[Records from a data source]
* * * *

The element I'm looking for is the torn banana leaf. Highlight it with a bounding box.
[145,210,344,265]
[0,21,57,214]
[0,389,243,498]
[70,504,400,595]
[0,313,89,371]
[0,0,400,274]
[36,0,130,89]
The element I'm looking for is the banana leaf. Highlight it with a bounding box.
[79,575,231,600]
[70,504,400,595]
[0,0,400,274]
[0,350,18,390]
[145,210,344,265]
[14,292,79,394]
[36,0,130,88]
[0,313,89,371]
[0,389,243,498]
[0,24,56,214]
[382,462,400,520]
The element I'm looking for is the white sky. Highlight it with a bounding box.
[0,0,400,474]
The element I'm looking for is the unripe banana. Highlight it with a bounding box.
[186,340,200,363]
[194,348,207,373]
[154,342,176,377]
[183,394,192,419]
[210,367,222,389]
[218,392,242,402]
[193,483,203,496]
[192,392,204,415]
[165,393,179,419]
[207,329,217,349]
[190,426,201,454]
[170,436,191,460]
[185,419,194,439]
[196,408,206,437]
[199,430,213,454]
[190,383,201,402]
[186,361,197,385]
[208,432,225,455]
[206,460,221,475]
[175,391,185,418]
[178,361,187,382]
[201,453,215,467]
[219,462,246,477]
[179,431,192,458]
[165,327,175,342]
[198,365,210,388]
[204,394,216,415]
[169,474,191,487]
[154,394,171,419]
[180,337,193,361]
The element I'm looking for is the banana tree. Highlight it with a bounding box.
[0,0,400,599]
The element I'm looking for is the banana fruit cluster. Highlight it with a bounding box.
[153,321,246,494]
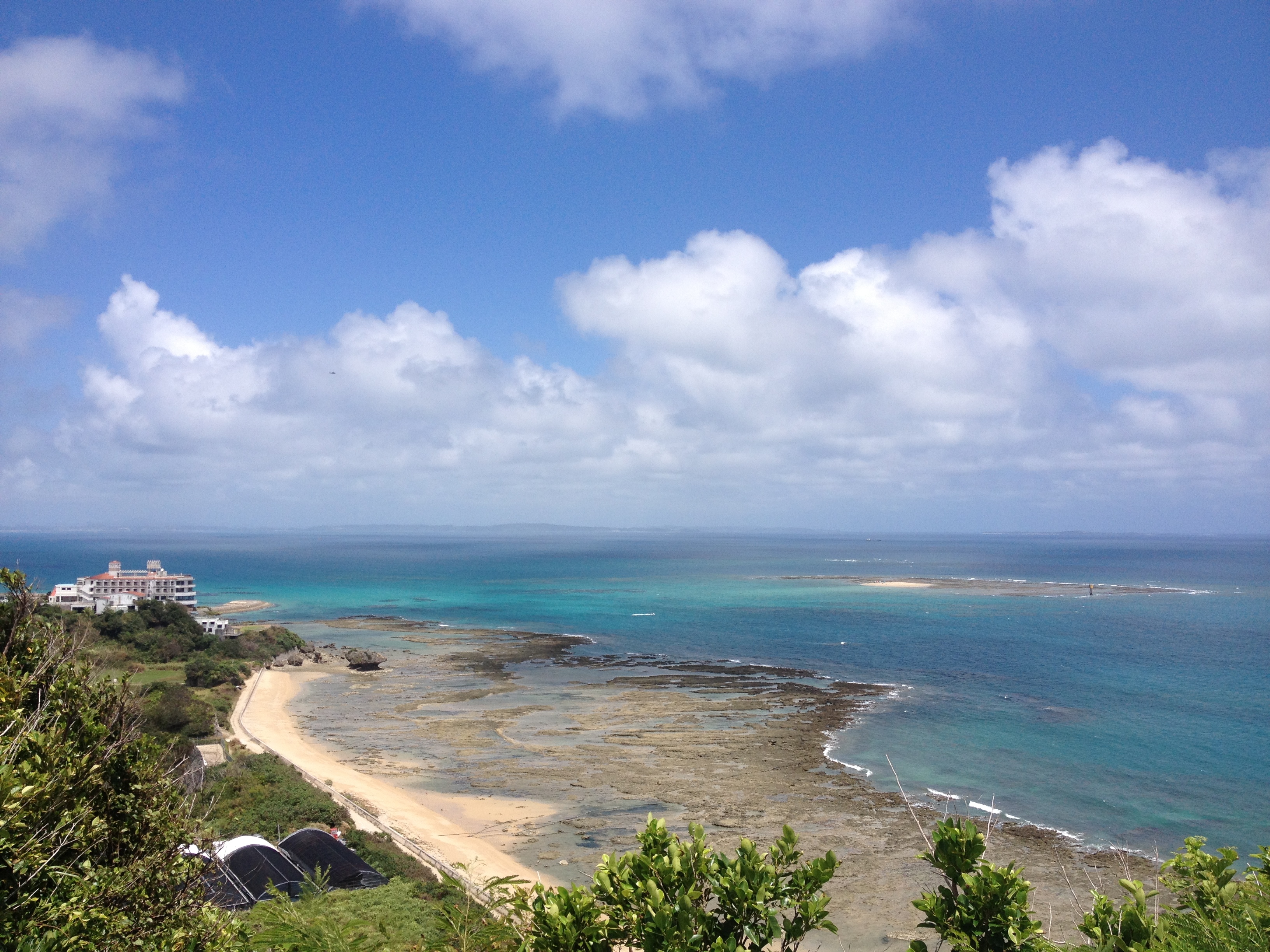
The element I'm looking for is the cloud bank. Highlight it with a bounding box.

* * * *

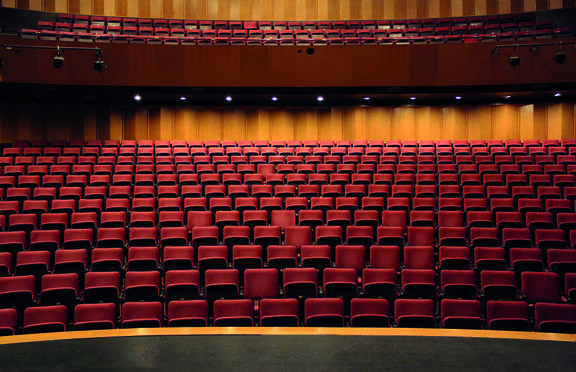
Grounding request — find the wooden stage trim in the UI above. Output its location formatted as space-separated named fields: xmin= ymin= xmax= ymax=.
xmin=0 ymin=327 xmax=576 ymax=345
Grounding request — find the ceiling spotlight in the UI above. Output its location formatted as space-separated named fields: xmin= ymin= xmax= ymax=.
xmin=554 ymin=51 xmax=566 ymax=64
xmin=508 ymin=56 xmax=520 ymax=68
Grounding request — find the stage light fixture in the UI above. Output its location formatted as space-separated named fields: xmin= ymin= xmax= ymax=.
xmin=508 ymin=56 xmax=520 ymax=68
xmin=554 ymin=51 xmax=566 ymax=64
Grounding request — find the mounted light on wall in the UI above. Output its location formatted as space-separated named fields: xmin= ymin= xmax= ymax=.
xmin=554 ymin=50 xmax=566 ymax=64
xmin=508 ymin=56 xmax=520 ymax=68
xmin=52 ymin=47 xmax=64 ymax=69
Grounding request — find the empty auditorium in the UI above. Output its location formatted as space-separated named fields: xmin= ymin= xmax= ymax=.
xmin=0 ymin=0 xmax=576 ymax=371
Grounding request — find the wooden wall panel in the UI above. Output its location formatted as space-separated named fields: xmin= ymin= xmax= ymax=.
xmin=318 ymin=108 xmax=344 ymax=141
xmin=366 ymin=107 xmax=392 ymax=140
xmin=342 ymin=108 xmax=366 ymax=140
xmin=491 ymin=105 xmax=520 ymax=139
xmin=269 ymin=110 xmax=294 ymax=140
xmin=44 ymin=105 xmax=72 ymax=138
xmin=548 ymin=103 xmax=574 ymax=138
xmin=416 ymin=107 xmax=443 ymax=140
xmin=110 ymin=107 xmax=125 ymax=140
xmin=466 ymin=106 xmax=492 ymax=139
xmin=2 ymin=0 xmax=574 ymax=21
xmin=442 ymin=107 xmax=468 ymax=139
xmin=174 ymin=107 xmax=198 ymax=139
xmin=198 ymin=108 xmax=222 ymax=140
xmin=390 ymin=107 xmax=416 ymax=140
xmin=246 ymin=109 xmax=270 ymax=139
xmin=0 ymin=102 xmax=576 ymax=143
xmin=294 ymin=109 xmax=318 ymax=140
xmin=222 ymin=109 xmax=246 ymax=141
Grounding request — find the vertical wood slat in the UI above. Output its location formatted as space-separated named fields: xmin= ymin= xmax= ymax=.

* * * *

Job:
Turn the lines of the records above into a JSON list of strings with one string per line, starting at the line that has "The element I'm looking for is the torn" and stopping after the line that has "[153,321,246,494]". Include both of those lines and leave out any blank lines.

Solution for this exercise:
[
  "The element I'm looking for is the torn banana leaf. Highlight it with a bounding box.",
  "[145,210,344,265]",
  "[0,21,57,214]",
  "[0,389,243,498]",
  "[70,504,400,595]",
  "[0,313,89,371]",
  "[0,0,400,274]",
  "[36,0,130,89]",
  "The element I'm looking for is the banana leaf. Highlight it with a bounding box.",
  "[79,575,231,600]",
  "[70,504,400,595]",
  "[0,0,400,274]",
  "[0,350,18,390]",
  "[145,210,344,265]",
  "[14,292,79,394]",
  "[36,0,130,88]",
  "[0,313,89,371]",
  "[0,389,243,498]",
  "[0,24,56,214]",
  "[382,462,400,520]",
  "The element I'm looking for is the white sky. Highlight it with a bounding box.",
  "[0,0,400,474]",
  "The element I'm looking for is the unripe banana. Highlight it with a bounding box.",
  "[186,340,200,363]",
  "[194,348,207,373]",
  "[154,342,176,377]",
  "[183,394,192,419]",
  "[210,367,222,389]",
  "[218,392,242,402]",
  "[193,483,203,496]",
  "[192,392,204,415]",
  "[165,393,179,419]",
  "[207,329,217,349]",
  "[190,426,201,454]",
  "[170,436,191,460]",
  "[185,419,194,439]",
  "[196,408,206,437]",
  "[199,430,213,454]",
  "[190,383,201,402]",
  "[186,361,197,385]",
  "[208,432,225,455]",
  "[206,460,221,475]",
  "[175,391,185,418]",
  "[178,361,187,382]",
  "[201,453,215,467]",
  "[219,462,246,477]",
  "[179,431,192,458]",
  "[165,327,175,342]",
  "[198,365,210,388]",
  "[204,394,216,415]",
  "[169,474,191,487]",
  "[154,394,171,419]",
  "[180,337,193,361]",
  "The element I'm looking for is the banana tree. Highlight it with a bounding box.",
  "[0,0,400,599]",
  "The element I'm looking for is the banana fruit cluster. Highlight it with a bounding box.",
  "[153,321,246,494]"
]